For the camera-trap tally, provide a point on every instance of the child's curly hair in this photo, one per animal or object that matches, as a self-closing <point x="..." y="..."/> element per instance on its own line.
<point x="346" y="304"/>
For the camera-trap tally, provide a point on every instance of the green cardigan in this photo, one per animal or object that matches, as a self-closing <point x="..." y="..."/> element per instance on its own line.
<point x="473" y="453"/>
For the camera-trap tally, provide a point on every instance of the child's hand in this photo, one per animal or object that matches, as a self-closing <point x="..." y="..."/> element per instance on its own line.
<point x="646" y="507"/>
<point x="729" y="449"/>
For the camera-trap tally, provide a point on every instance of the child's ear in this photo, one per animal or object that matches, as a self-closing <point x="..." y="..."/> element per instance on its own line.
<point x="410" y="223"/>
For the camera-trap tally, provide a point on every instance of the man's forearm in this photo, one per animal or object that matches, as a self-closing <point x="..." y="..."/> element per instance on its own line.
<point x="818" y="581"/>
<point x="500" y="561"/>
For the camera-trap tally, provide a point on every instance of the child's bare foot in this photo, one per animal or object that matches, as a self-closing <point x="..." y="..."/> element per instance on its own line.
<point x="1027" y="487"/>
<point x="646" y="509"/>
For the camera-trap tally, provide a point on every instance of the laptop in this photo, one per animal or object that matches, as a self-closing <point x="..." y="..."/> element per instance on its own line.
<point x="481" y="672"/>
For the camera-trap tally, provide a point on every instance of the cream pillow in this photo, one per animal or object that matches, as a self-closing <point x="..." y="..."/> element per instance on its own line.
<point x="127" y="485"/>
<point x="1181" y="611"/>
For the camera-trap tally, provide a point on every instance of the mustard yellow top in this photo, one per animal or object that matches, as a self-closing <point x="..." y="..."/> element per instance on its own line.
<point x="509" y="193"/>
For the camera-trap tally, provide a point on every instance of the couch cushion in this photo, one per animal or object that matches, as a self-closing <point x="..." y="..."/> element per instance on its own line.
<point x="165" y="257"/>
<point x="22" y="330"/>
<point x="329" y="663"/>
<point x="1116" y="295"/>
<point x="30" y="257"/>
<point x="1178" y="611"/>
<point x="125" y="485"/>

+ + + + +

## Objective
All of the entries need to be reproduced exactly; please write them out.

## Written answer
For the camera-trap tally, provide a point on every instance of the child's curly hair in this photo, one per animal or object that matches, as a self-closing <point x="..." y="..."/> element per instance on its own line.
<point x="346" y="304"/>
For the camera-trap tally, provide a point on every instance of the green cardigan in this photo, one per animal or object that matches, as a self-closing <point x="..." y="..."/> element per instance on its own line.
<point x="473" y="453"/>
For the camera-trap tally, provide a point on every instance of the child's hand in this photo, one per animal or object that matches, as a self-closing <point x="..." y="..."/> element per instance on its own line.
<point x="646" y="507"/>
<point x="729" y="449"/>
For the camera-trap tally, provide a point on every instance of the child's ear in this photo, one per animal or object that matches, as a self-closing <point x="..." y="..."/> element per instance on its own line.
<point x="410" y="223"/>
For the camera-trap tally, provide a point on every instance of the man's forearm in this photo, one per animal or object that matches, as a self-closing <point x="..." y="..."/> element per instance on its own line.
<point x="818" y="581"/>
<point x="500" y="561"/>
For the camera-trap tally, provide a point on every instance of the child's bare foot in this photo, one per animal or object that matches, as a self-closing <point x="..." y="..."/> element per instance on its own line.
<point x="1027" y="487"/>
<point x="646" y="509"/>
For the camera-trap tally, provide a point on every instance of the laptop in this photo, one per animal or object that matches, as a self-closing <point x="..." y="..."/> element per instance on its own line.
<point x="481" y="672"/>
For the camera-trap tally, provide a point on every instance of the cream pillow in this photo, one per animal or object that matches, as a self-closing <point x="..." y="..."/> element per instance on its own line.
<point x="127" y="485"/>
<point x="1181" y="611"/>
For the camera-trap tally, provide a point on every instance of the mustard yellow top in this photo, one per animal or object that matches, as a self-closing <point x="..." y="..."/> element per instance on its own line.
<point x="509" y="193"/>
For the camera-trap tally, provide a point on every instance of the couch cushion in this photo, one per animal or object that matches, as a self-closing <point x="..." y="..."/> element per instance on its own line.
<point x="165" y="257"/>
<point x="22" y="330"/>
<point x="329" y="663"/>
<point x="1116" y="295"/>
<point x="30" y="257"/>
<point x="1178" y="611"/>
<point x="125" y="485"/>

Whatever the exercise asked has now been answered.